Content starts

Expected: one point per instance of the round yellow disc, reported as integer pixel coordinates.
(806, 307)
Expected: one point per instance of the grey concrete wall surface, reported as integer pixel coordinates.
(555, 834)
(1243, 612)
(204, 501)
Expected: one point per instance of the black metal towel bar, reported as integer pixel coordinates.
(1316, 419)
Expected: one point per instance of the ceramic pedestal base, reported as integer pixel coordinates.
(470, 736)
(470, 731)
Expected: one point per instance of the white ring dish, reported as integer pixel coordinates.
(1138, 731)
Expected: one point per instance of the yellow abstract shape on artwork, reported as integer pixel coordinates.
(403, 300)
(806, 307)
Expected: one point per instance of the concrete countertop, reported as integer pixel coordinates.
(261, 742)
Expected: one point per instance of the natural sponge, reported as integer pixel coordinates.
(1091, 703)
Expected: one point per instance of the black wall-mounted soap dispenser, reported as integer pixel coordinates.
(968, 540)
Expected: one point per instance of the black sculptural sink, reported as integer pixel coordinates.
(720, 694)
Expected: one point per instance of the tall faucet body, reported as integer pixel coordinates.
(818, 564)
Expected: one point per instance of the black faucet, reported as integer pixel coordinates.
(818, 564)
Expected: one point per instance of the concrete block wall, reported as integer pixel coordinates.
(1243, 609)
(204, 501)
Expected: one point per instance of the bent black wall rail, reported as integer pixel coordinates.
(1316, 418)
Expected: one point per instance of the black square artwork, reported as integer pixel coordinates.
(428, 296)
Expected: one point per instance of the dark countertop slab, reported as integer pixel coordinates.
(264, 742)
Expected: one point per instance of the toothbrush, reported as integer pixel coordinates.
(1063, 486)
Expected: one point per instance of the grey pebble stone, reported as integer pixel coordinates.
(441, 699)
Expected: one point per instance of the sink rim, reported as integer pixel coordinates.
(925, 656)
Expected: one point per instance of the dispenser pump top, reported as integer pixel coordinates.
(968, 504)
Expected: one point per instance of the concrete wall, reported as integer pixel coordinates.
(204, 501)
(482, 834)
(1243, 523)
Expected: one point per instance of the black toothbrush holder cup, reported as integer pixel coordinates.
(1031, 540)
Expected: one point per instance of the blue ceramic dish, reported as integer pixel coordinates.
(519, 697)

Content ends

**WORK INSTRUCTIONS:**
Print the data in full, with each line exactly as given.

**SOLUTION FOR THIS PROBLEM:**
Expected: one point per instance of the round yellow disc, reported as integer pixel coordinates.
(806, 307)
Expected: one point per instance of the grey concrete wall surface, reported as integer pixel coordinates.
(555, 834)
(1243, 612)
(204, 501)
Expected: one point per instance of the black metal towel bar, reported as integer pixel coordinates.
(1316, 419)
Expected: one point per instance of the ceramic pedestal base, reported as integer pixel coordinates.
(470, 736)
(470, 731)
Expected: one point per instance of the white ring dish, reported as integer pixel coordinates.
(1138, 731)
Expected: one point per instance of the yellow abstract shape on artwork, reported as integer pixel coordinates.
(403, 300)
(806, 307)
Expected: one point per instance of the concrete countertop, reported as integer pixel coordinates.
(261, 742)
Expected: one point per instance of the natural sponge, reported as integer pixel coordinates.
(1091, 703)
Expected: one point per instance of the black wall-mounted soap dispenser, reported as integer pixel coordinates.
(968, 540)
Expected: one point per instance of the black sculptural sink, reported as integer pixel coordinates.
(720, 694)
Expected: one point per instance of the tall faucet body, reported as integer pixel coordinates.
(818, 564)
Expected: one point per instance of the black faucet, reported as integer pixel coordinates.
(818, 564)
Expected: one point per instance of the concrete block wall, reported as integer pixel coordinates.
(1243, 609)
(204, 501)
Expected: one point per instance of the bent black wall rail, reported as integer pixel coordinates.
(1316, 418)
Expected: one point per instance of the black square artwork, reported as integer pixel coordinates.
(428, 296)
Expected: one point per instance of the dark countertop slab, reported as integer pixel coordinates.
(264, 742)
Expected: one point per instance of the toothbrush, reported as integer pixel coordinates.
(1063, 486)
Expected: one point per instance of the grey pebble stone, reported as integer pixel coordinates.
(441, 699)
Expected: one point per instance of the sink rim, reported as integer pixel coordinates.
(925, 656)
Expected: one point per instance of the dispenser pump top, reported as integer pixel coordinates.
(968, 504)
Expected: one point per instance of the concrete wall, reported as integer pixel coordinates.
(204, 501)
(482, 834)
(1243, 523)
Expected: one point per instance of the black toothbrush holder cup, reported as integer pixel coordinates.
(1031, 540)
Expected: one point per instance of the blue ceramic dish, reported as integer pixel coordinates.
(519, 697)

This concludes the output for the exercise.